### Exercise
Extract every line of the data below without changing a word, and leave the pictures out of your answer.

### Supplied data
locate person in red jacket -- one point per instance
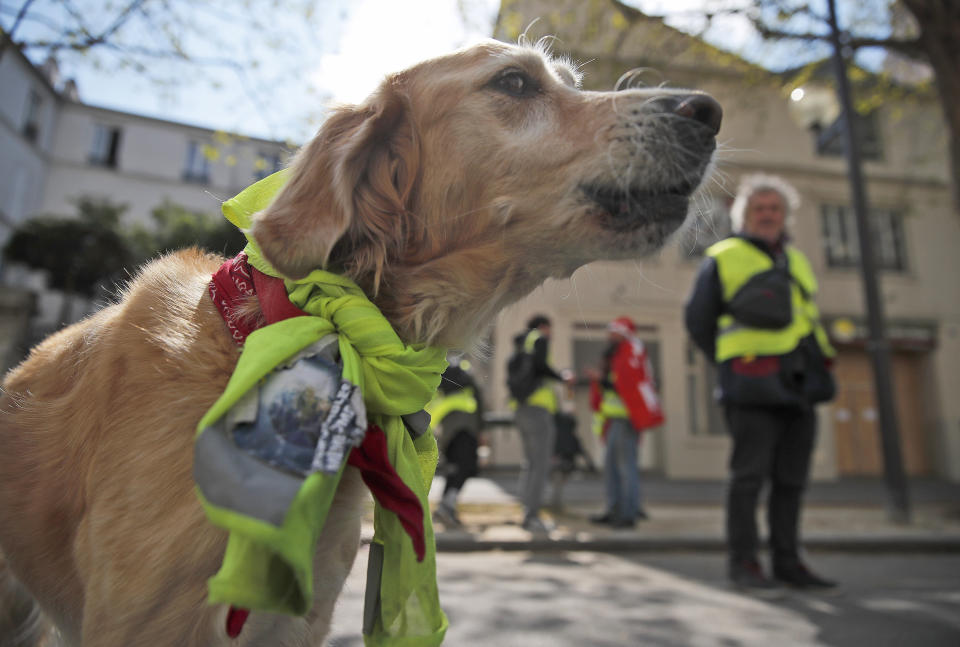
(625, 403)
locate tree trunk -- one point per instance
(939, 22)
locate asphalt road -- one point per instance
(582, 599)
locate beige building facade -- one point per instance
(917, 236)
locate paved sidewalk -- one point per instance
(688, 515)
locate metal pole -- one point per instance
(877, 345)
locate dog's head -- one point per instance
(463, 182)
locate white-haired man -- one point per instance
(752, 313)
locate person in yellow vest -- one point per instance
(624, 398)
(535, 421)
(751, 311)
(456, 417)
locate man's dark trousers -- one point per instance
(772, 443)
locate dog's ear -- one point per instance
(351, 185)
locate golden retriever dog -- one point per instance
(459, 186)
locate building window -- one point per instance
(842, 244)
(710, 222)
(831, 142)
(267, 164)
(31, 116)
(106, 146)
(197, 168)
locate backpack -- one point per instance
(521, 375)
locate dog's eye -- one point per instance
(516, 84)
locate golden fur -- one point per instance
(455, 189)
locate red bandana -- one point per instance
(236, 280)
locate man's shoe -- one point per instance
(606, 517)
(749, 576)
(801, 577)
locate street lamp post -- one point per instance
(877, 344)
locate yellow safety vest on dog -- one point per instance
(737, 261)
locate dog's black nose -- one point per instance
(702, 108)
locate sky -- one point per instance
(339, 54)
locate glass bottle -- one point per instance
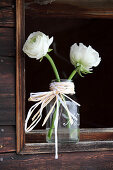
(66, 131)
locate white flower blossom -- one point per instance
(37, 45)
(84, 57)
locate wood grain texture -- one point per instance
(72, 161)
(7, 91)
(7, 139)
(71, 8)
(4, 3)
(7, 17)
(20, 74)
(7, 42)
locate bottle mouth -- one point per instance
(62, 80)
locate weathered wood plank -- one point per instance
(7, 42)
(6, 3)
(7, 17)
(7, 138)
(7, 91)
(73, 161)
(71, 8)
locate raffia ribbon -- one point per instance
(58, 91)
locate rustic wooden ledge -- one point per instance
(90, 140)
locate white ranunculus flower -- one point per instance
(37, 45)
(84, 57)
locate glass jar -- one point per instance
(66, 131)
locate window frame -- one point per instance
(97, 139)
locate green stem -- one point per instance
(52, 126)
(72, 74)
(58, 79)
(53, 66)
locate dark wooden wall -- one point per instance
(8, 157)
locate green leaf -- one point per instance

### Answer to the problem
locate person in red jacket -- one point per instance
(625, 403)
locate tree trunk -- one point per instance
(939, 22)
locate asphalt road -- one point per instance
(582, 599)
locate beige building facade -- one point per instance
(917, 236)
locate paved sidewalk -- one point per instance
(688, 515)
locate metal pole -- one point per instance
(877, 345)
locate dog's head -- one point per instance
(463, 182)
locate white-haired man -- one point per instance
(752, 313)
locate person in yellow vest -- one point per instance
(624, 398)
(535, 421)
(751, 311)
(456, 417)
locate man's dark trousers -- one point per instance
(772, 443)
locate dog's ear -- one point per instance
(351, 185)
locate golden retriever dog -- one point per instance
(459, 186)
locate building window -- one point per instance
(842, 244)
(710, 222)
(831, 142)
(267, 164)
(31, 116)
(106, 146)
(197, 168)
locate backpack -- one point per instance
(521, 375)
locate dog's eye -- one point per instance
(516, 84)
locate golden fur -- one point per instance
(455, 189)
locate red bandana -- one point per instance
(236, 280)
locate man's shoe -- one point per instance
(606, 517)
(749, 576)
(801, 577)
locate street lamp post -- one point per instance
(877, 344)
locate yellow safety vest on dog -- one point per instance
(737, 261)
locate dog's black nose -- one point per instance
(702, 108)
locate sky -- one point per instance
(339, 54)
locate glass bottle -- one point per instance
(66, 131)
locate white flower blossom -- one point per instance
(37, 45)
(84, 57)
locate wood grain texture -- one point per instance
(72, 161)
(7, 91)
(7, 139)
(71, 8)
(4, 3)
(7, 17)
(20, 74)
(7, 42)
locate bottle mouth -- one point per instance
(62, 80)
locate weathered wood plank -- one point per instance
(7, 42)
(6, 3)
(7, 17)
(7, 138)
(7, 91)
(73, 161)
(71, 8)
locate raffia ribbon -- one point per instance
(58, 91)
locate rustic wooden ledge -- one point per instance
(90, 140)
locate white ranunculus flower -- one point per instance
(37, 45)
(84, 57)
locate glass jar -- one point per instance
(66, 131)
locate window frame -- one point per instance
(97, 139)
locate green stem -- one point per instance
(52, 126)
(72, 74)
(58, 79)
(53, 66)
locate dark wooden wall -- one point per instance
(8, 157)
locate green leaf -- one point per instance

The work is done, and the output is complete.